Luis Calderón Vega (1911-1989) was a Mexican politician and writer. Along with other leading opposition politicians, he was one of the founders of the National Action Party (PAN) in 1939.

Calderón Vega, who married María del Carmen Hinojosa González, was a prominent politician in his native Michoacán. He also authored several books, including the seminal political overview of the so-called "1915 Generation", Los Siete Sabios de México. He served in the lower house of Congress, before resigning from the PAN in 1981, believing the party had abandoned the progressive ideals he favoured to become a right-wing party that served only the interests of the rich.

He was a professor at the Valladolid Institute. Pioneers in this institution were professors Javier Ibarrola, J. Praxedis Alfaro, Porfirio Martínez Peñalosa, Dr. Borja León Márquez, Manuel Martín del Campo, Lic. Rafael Morelos Zapien, Gabriel Bobadilla, Raúl Zepeda Medina, Melesio de Jesús Vargas, Luis Bravo, Eugenio Romero, Miguel Hernández, Fernando Calderón, Jorge Camacho, Felio Mirabent, Alfonso Rubio, Fr. Jorge Godsseels, Fr. José Villalón Mercado and Fr. Manuel Castro Ruiz.

He was the father of Felipe Calderón, who was elected president in the 2006 presidential elections.

What is needed: Please list every four-digit year that appears in the Luis Calderón Vega biography, in the order it occurs. The lines after this biography come from a different source.

Data provided:
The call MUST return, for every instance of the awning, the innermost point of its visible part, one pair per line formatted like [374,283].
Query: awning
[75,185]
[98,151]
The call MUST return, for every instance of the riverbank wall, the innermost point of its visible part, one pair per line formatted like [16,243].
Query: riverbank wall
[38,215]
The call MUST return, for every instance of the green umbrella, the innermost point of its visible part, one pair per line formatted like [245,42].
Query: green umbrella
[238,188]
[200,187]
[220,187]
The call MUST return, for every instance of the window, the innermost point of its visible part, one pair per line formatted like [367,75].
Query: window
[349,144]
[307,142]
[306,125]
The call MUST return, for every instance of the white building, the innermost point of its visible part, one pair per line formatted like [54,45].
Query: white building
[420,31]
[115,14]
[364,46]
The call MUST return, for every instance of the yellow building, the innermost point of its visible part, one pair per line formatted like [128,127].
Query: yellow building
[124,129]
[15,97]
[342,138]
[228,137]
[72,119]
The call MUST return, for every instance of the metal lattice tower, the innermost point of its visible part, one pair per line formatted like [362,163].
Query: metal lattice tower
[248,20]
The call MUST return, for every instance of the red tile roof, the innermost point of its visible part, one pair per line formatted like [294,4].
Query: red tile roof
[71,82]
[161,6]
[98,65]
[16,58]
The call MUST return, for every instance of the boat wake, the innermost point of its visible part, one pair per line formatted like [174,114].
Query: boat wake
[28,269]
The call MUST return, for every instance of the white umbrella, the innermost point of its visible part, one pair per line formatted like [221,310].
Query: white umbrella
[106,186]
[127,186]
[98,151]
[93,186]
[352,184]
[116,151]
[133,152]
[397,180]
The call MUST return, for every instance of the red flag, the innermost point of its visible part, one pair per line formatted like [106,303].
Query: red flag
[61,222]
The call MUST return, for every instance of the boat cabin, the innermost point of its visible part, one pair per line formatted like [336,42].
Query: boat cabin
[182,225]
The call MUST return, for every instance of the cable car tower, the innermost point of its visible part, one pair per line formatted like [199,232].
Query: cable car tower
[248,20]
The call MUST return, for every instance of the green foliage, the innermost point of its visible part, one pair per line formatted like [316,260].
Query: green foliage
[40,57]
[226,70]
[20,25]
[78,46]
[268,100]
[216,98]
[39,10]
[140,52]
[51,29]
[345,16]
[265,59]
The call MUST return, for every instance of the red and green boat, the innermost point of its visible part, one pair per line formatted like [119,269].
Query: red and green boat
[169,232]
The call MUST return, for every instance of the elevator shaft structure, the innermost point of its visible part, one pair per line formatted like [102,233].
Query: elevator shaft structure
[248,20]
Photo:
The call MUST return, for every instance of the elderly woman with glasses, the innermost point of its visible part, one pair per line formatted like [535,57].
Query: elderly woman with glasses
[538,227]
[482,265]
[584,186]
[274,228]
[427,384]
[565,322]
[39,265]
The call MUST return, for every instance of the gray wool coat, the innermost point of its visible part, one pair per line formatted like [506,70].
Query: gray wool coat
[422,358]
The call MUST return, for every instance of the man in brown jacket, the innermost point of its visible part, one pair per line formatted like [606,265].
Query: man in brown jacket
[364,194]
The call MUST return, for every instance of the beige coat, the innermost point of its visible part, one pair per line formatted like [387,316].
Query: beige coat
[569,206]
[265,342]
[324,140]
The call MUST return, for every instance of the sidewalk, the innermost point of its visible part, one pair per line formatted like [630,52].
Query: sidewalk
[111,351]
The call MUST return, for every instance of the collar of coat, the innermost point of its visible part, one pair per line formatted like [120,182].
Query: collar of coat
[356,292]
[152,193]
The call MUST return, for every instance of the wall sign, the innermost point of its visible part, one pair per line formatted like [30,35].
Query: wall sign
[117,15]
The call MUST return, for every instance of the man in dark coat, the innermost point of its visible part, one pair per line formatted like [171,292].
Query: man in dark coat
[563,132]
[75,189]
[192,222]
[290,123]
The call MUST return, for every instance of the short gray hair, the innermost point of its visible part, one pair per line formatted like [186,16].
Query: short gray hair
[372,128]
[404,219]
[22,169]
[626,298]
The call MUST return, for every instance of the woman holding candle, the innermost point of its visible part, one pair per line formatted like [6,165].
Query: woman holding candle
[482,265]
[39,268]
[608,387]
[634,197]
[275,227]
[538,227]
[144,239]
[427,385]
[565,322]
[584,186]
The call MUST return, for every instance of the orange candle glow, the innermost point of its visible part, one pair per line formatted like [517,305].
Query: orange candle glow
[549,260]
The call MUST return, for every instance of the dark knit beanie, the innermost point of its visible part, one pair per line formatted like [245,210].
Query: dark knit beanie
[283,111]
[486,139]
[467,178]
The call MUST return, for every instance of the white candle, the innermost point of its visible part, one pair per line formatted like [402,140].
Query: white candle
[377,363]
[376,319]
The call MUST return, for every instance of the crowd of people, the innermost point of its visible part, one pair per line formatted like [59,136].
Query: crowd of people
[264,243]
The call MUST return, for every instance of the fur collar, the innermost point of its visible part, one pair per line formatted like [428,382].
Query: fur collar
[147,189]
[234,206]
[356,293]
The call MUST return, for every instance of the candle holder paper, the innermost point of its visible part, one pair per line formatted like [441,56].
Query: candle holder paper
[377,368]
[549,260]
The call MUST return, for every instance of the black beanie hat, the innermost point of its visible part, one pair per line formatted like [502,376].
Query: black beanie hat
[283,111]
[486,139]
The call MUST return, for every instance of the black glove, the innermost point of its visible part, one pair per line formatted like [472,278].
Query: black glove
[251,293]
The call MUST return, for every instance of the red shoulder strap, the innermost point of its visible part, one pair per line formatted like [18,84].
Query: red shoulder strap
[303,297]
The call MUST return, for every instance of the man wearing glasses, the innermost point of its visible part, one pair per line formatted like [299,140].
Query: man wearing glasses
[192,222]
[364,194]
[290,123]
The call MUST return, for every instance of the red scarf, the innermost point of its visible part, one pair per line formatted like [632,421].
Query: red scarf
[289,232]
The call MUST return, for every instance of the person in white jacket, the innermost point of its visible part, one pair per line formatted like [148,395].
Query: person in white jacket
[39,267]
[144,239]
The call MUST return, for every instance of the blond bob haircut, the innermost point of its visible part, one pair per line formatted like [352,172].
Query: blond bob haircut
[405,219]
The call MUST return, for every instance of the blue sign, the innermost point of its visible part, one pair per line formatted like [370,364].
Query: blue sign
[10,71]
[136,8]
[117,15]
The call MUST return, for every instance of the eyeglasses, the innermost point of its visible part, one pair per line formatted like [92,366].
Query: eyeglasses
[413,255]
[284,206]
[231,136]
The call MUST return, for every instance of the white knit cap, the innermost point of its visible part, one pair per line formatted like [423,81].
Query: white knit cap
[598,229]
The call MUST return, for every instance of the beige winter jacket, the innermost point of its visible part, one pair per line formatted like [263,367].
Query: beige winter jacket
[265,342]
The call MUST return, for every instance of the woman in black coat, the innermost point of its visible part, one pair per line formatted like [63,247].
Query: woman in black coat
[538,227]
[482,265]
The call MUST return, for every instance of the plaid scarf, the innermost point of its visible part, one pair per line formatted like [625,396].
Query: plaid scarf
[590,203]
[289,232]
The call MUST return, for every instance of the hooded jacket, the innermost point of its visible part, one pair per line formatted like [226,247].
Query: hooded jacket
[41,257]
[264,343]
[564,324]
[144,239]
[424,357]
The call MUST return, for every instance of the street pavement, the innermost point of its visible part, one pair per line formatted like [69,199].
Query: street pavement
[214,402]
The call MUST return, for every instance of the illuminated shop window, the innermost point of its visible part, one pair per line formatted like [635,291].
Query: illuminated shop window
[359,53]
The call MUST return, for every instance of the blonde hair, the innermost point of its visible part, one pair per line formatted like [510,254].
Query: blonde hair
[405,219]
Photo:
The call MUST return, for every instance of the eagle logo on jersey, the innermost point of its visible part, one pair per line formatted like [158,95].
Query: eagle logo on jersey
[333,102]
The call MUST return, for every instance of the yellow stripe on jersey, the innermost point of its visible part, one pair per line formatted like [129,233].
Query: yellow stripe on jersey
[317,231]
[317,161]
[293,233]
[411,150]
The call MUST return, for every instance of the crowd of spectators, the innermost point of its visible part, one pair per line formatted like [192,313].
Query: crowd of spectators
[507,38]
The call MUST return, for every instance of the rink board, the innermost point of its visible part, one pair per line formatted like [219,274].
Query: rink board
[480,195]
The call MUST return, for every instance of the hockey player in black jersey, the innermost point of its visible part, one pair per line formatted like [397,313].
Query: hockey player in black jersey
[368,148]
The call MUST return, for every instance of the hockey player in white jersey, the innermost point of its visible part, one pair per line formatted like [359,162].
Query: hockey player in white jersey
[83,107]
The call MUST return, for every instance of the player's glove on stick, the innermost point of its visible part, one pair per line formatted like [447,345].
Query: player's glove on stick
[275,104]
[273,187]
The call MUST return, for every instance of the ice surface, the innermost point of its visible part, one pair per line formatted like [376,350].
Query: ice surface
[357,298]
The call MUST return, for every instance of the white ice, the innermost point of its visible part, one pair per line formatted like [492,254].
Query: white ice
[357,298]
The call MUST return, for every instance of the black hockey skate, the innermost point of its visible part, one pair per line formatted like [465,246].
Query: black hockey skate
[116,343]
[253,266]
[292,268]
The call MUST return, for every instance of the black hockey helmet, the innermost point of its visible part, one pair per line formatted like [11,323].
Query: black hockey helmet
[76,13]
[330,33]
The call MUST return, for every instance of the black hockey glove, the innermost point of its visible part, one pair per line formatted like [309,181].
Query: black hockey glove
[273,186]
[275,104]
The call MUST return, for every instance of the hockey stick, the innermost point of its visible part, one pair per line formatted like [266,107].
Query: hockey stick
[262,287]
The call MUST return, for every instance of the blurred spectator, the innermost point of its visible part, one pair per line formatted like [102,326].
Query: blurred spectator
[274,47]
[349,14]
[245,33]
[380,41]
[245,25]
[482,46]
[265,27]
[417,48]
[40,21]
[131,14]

Response: 1911, 1989, 1939, 1915, 1981, 2006